- KUTIPAN DOKUMEN -
•••

Dengan tersenyum Nabi SAW memandang para sahabat yang tampak penuh tanda-tanya dengan sikap beliau tersebut. Kemudian beliau menceritakan, ketika naik mimbar tersebut, tiba-tiba Malaikat Jibril datang dan berkata,
“Barang siapa yang mendapati bulan Ramadhan, akan tetapi belum juga diampunkan dosanya hingga ia mati, kemudian ia masuk neraka, maka (sungguh) Allah telah menjauhkannya (dari Rahmat-Nya)….!!”
Dan Malaikat Jibril berkata kepada Nabi SAW, “Katakanlah: Aamiin!!”
Maka beliau berkata, yang didengar oleh para sahabat, “Aamiin!!”

Kemudian Malaikat Jibril berkata lagi,
“Barang siapa yang mendapati kedua orang-tuanya, atau salah satu dari keduanya, dan ia tidak berbuat baik (tidak taat) kepada keduanya hingga ia mati, kemudian ia masuk neraka, maka (sungguh) Allah telah menjauhkannya (dari Rahmat-Nya)…!!”
Dan Malaikat Jibril berkata kepada Nabi SAW, “Katakanlah: Aamiin!!”
Maka beliau berkata, yang didengar oleh para sahabat, “Amin!!”

Kemudian Malaikat Jibril berkata lagi,
“Barang siapa yang mendengar namamu (Nabi Muhammad SAW) disebutkan kepadanya, dan ia tidak membaca shalawat untukmu hingga ia mati, kemudian ia masuk neraka, maka (sungguh) Allah telah menjauhkannya (dari Rahmat-Nya…!!”
Dan Malaikat Jibril berkata kepada Nabi SAW, “Katakanlah: Aamiin!!”
Maka beliau berkata, yang didengar oleh para sahabat, “Aamiin!!”

Akibat Dzalim Kepada Yang Lemah



Seorang lelaki yang tangannya buntung hingga bahunya, berseru dengan keras di pinggir pantai,
“Wahai, siapa yang melihat (keadaan) aku ini, janganlah kalian berlaku dzalim kepada siapapun juga!!”

Dia mengulang-ulang ucapannya itu kepada orang-orang di sekitarnya. Mungkin hanya sebuah nasehat sederhana, tetapi karena berseru lantang dan berulang-ulang, hal itu menarik perhatian dari seorang lelaki Bani Israil yang melihatnya, dan berkata,
“Hai hamba Allah, apakah yang terjadi denganmu?”

Lelaki buntung itu kemudian bercerita, bahwa dahulunya ia adalah seorang petugas polisi, yang dengan kedudukannya itu terkadang ia bersikap egois dan sok kuasa.
Suatu ketika ia berada di pinggir pantai itu, dan melihat seorang nelayan (pemancing) yang memperoleh seekor ikan yang cukup besar. Ia sangat tertarik dengan ikan tangkapannya itu, dan berkata;
“Serahkan ikan tangkapanmu itu kepadaku!!”

•••

- KUMPULAN ENTRI -
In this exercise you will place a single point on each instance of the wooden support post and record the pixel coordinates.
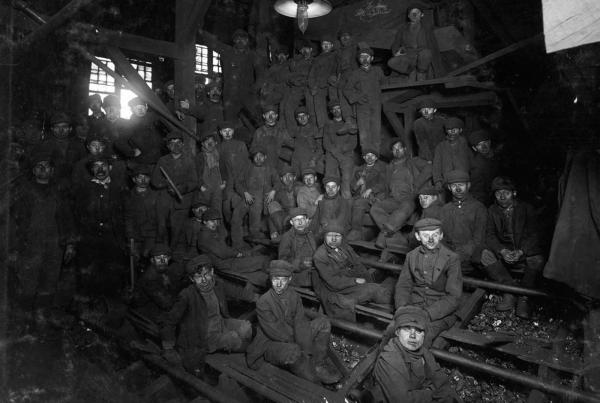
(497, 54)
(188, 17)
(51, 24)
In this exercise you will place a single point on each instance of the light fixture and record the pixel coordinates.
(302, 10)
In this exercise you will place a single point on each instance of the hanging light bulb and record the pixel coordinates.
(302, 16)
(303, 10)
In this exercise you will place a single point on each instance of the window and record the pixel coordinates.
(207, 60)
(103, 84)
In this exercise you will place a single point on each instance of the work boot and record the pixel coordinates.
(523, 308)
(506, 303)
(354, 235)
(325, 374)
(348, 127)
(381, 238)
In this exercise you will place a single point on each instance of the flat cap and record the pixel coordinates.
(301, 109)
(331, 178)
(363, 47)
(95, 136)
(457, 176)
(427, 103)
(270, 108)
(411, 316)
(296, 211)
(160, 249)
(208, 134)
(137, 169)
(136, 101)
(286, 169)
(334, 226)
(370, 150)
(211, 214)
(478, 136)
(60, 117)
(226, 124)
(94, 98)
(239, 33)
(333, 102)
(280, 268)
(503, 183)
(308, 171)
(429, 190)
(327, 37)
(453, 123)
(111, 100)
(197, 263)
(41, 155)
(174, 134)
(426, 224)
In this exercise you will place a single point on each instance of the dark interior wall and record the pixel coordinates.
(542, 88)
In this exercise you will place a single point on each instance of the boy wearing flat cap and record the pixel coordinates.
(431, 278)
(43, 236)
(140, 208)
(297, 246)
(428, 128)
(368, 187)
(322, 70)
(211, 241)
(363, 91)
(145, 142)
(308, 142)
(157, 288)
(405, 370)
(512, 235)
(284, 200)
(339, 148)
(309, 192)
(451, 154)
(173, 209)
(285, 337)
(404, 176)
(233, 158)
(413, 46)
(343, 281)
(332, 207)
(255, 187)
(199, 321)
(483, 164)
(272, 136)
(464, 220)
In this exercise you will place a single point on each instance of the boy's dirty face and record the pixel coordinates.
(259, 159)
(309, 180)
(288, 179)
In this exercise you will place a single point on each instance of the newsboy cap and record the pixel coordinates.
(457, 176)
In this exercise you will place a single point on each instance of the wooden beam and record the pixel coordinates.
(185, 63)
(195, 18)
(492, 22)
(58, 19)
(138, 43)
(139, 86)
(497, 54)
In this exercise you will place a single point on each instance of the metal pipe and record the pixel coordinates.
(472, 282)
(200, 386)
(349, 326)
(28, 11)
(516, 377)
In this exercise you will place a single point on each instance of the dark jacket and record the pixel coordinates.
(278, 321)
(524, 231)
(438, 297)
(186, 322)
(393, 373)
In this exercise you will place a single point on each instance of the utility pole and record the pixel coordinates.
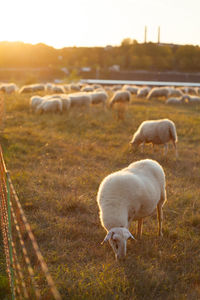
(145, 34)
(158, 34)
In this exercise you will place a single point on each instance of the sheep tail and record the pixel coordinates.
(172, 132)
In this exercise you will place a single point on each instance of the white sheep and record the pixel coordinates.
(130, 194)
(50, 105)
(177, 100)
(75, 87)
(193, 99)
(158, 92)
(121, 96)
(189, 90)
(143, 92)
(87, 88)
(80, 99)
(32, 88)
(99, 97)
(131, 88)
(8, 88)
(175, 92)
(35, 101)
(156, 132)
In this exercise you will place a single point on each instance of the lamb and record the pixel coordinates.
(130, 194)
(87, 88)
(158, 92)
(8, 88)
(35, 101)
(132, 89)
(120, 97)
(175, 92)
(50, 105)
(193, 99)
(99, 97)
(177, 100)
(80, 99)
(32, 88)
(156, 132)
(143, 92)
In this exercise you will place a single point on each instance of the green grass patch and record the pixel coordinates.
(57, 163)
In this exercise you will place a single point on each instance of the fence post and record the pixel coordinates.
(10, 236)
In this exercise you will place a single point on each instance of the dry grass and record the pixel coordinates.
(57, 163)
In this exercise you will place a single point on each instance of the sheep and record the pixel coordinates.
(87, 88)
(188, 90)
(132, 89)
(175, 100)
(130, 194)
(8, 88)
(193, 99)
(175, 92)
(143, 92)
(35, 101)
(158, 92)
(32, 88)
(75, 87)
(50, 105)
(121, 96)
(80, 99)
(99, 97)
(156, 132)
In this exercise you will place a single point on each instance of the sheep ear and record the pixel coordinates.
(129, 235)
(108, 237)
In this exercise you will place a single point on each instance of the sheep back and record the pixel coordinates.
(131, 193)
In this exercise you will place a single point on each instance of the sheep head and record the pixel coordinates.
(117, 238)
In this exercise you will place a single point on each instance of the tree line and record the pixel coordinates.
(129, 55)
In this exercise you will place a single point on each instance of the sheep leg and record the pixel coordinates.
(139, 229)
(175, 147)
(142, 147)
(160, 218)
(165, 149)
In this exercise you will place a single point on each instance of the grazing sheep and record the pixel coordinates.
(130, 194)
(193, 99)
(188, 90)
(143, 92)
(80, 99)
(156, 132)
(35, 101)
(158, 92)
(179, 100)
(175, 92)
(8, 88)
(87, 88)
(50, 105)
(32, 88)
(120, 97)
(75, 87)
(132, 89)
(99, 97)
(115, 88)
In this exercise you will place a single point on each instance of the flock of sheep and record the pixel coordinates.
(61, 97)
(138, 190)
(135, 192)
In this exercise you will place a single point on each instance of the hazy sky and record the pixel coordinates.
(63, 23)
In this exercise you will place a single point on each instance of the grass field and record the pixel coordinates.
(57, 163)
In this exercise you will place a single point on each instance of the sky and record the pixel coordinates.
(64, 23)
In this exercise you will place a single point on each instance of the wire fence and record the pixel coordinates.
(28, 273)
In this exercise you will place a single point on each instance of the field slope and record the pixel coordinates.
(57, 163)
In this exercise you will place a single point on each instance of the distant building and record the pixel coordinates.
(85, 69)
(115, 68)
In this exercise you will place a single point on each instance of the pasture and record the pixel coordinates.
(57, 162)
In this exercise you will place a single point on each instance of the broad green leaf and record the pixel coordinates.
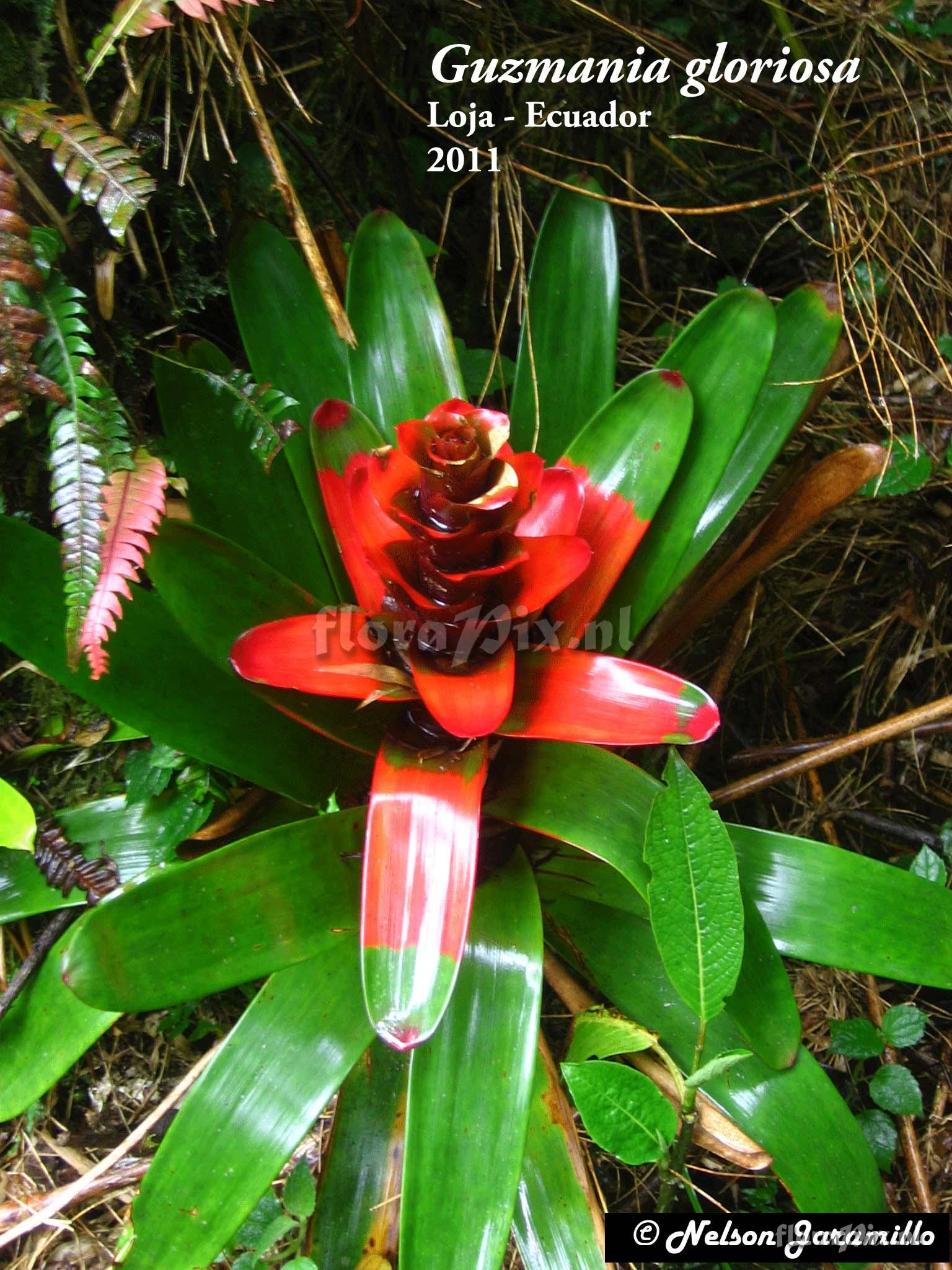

•••

- LATIHAN TERTULIS A -
Tentukan apakah setiap pernyataan berikut sesuai dengan kutipan dokumen: (i) Malaikat Jibril menyuruh Nabi SAW mengucapkan "Aamiin"; (ii) lelaki yang tangannya buntung dahulunya seorang nelayan; (iii) lelaki Bani Israil bertanya kepada lelaki buntung itu tentang apa yang terjadi dengannya. Jawab ya atau tidak untuk masing-masing, lalu sertakan kata-kata penentunya yang disalin tanpa perubahan dari kutipan dokumen.
- LATIHAN TERTULIS B -
Ambil setiap baris entri yang memuat kata "green", dengan memperhatikan huruf besar dan huruf kecil.

- JAWABAN YANG BENAR A -
(i) Ya: "Katakanlah: Aamiin!!"
(ii) Tidak: "dahulunya ia adalah seorang petugas polisi"
(iii) Ya: "Hai hamba Allah, apakah yang terjadi denganmu?"

- JAWABAN YANG BENAR B -
In this exercise you will place a single point on each instance of the green grass patch and record the pixel coordinates.
In this exercise you will place a single point on each instance of the broad green leaf and record the pixel coordinates.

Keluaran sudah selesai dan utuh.